TASK REQUIREMENTS
Could you render the data below as a JSON list of strings, one string per line with blank lines left out, covering only the part that opens with the line containing "target: red emblem on jersey" and runs through the final line?

DATA ENTRIES
= = = = =
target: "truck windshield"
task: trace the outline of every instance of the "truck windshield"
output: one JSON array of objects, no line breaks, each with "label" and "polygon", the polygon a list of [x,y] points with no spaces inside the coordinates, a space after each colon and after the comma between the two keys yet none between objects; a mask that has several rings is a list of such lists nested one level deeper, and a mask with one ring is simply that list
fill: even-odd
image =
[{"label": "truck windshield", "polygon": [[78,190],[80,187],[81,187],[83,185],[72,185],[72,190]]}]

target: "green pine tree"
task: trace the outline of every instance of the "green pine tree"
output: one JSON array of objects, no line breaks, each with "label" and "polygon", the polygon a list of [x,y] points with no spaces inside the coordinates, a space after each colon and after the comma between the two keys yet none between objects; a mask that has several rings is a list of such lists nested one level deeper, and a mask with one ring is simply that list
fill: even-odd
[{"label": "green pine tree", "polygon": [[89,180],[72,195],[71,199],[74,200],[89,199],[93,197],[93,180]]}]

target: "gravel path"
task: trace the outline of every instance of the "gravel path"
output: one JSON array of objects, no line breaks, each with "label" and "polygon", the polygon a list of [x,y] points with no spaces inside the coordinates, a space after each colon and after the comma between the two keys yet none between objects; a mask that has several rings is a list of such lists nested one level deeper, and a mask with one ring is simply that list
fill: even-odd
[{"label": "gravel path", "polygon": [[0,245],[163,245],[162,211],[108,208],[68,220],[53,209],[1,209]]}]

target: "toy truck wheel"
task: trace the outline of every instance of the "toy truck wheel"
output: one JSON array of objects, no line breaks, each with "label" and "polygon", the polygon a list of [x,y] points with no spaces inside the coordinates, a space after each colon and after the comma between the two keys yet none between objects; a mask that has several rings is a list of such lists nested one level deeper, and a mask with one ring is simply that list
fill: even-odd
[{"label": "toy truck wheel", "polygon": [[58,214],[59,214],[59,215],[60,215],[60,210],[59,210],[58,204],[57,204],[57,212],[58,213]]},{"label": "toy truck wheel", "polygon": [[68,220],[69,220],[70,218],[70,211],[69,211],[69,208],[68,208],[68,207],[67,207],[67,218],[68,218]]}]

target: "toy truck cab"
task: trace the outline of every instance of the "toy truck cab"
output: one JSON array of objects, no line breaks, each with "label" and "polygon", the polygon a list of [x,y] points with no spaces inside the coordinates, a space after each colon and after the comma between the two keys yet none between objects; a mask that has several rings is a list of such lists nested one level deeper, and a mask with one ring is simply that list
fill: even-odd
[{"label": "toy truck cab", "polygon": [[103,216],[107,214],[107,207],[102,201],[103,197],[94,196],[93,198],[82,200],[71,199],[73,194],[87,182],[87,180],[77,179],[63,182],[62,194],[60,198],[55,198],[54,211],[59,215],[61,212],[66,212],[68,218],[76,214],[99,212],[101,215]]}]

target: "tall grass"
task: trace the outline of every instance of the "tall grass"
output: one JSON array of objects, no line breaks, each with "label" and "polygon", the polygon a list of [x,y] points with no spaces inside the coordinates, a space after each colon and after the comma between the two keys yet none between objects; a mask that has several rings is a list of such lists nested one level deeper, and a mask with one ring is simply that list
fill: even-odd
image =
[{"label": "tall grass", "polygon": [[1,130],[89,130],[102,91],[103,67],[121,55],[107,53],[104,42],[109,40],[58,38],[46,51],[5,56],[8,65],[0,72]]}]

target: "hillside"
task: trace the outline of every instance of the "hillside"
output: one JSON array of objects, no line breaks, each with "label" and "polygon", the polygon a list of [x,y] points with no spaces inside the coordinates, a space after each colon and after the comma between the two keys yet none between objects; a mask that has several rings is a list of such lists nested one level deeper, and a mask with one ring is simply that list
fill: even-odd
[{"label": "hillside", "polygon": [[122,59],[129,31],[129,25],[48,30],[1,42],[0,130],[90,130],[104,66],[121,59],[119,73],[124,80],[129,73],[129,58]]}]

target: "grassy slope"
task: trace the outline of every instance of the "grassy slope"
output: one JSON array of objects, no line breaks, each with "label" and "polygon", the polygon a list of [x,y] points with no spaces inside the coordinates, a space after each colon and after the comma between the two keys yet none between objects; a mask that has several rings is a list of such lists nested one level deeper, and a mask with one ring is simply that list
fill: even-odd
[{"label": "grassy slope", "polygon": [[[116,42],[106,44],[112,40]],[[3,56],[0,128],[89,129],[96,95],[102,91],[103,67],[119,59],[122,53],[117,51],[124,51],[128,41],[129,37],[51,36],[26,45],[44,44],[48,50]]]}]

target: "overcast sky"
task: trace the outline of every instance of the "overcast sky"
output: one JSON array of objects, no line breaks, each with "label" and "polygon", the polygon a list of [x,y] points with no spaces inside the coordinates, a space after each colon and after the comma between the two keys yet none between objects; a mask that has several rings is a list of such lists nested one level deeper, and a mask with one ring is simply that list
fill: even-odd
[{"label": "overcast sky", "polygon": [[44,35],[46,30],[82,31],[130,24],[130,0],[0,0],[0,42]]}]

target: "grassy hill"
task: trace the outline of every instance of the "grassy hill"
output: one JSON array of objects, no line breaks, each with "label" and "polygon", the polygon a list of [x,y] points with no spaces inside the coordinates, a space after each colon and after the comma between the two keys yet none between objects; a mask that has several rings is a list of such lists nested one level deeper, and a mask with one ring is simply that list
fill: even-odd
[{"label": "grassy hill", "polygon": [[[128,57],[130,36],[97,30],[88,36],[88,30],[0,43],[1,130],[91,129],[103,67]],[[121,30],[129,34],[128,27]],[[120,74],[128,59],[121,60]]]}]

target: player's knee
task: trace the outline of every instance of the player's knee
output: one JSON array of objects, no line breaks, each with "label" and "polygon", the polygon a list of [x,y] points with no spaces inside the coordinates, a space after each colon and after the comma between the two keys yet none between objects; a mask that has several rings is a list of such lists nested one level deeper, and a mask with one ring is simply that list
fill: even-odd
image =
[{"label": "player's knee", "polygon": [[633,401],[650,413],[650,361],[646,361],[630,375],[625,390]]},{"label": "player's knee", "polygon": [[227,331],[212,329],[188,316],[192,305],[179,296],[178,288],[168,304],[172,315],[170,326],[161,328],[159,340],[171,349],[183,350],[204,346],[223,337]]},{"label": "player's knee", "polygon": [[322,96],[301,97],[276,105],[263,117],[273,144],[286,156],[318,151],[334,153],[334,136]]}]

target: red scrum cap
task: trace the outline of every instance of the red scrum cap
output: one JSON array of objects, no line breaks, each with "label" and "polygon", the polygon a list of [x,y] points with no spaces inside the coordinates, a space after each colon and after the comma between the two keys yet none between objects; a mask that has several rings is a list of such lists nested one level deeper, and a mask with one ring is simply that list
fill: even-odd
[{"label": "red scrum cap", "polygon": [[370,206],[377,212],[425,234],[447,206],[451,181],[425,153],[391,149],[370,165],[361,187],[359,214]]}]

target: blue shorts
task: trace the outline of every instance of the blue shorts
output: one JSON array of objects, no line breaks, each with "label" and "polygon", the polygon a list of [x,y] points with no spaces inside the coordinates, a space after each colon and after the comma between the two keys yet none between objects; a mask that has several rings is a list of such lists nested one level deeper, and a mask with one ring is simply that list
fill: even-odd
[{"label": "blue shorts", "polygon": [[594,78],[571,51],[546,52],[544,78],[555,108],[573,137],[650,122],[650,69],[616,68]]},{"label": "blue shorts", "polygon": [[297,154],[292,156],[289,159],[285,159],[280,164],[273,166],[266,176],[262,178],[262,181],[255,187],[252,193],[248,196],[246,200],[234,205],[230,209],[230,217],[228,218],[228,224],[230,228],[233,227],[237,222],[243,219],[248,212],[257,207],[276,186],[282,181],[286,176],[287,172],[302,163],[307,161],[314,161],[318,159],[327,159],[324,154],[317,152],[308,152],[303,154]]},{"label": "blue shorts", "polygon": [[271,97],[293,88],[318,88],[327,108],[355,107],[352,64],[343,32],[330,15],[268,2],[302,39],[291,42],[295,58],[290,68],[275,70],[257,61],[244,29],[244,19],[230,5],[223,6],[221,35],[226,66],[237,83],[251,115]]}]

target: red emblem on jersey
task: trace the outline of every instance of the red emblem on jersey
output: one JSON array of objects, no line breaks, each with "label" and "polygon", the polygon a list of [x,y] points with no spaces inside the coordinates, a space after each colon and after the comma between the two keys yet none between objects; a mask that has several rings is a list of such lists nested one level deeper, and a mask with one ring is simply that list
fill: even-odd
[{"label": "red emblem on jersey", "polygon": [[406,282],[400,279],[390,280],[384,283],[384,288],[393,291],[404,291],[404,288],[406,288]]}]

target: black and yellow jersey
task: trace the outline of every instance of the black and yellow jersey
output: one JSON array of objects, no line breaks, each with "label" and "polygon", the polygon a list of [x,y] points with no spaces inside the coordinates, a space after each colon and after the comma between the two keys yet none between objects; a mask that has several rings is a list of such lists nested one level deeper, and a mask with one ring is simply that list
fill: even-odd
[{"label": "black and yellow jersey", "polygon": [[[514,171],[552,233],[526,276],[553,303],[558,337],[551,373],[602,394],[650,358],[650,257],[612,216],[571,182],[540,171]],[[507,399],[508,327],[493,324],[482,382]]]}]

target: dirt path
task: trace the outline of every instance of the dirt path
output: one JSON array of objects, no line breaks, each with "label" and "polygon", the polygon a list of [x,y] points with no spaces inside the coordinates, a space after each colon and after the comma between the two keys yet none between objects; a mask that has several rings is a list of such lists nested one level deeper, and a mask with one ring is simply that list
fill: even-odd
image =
= = = = =
EXERCISE OUTPUT
[
  "target: red emblem on jersey",
  "task: trace the outline of every instance of the red emblem on jersey",
  "output: one JSON array of objects, no line breaks, each with \"label\" and \"polygon\", the polygon a list of [x,y] points with no spaces inside the coordinates, a space after each colon and after the comma between the two keys yet none between objects; a mask that has several rings is a list of such lists nested one level deeper, and a mask with one ring is simply that list",
  "fill: even-odd",
  "[{\"label\": \"red emblem on jersey\", \"polygon\": [[406,282],[400,279],[390,280],[384,283],[384,288],[393,291],[404,291],[404,288],[406,288]]}]",
  "target: black and yellow jersey",
  "task: trace the outline of every instance of the black and yellow jersey",
  "output: one JSON array of objects, no line breaks, each with \"label\" and \"polygon\", the polygon a list of [x,y] points with no spaces inside the coordinates, a space after each colon and after the comma between the two keys yet none between objects; a mask that has several rings is a list of such lists nested one level deeper, and a mask with one ring is simply that list",
  "fill: even-odd",
  "[{\"label\": \"black and yellow jersey\", \"polygon\": [[[514,171],[552,233],[526,276],[553,303],[558,337],[551,373],[602,394],[650,358],[650,257],[612,216],[571,182],[540,171]],[[507,399],[508,327],[493,324],[482,382]]]}]",
  "target: dirt path",
  "task: trace the outline of every instance of the dirt path",
  "output: one JSON array of objects, no line breaks, each with \"label\" and \"polygon\", the polygon a list of [x,y] points with no spaces inside the coordinates, a space after each colon and after the comma between the two keys yet none between objects; a mask that has several rings is a list of such lists nested one level deeper, and a mask with one ring is simply that list",
  "fill: even-odd",
  "image ="
]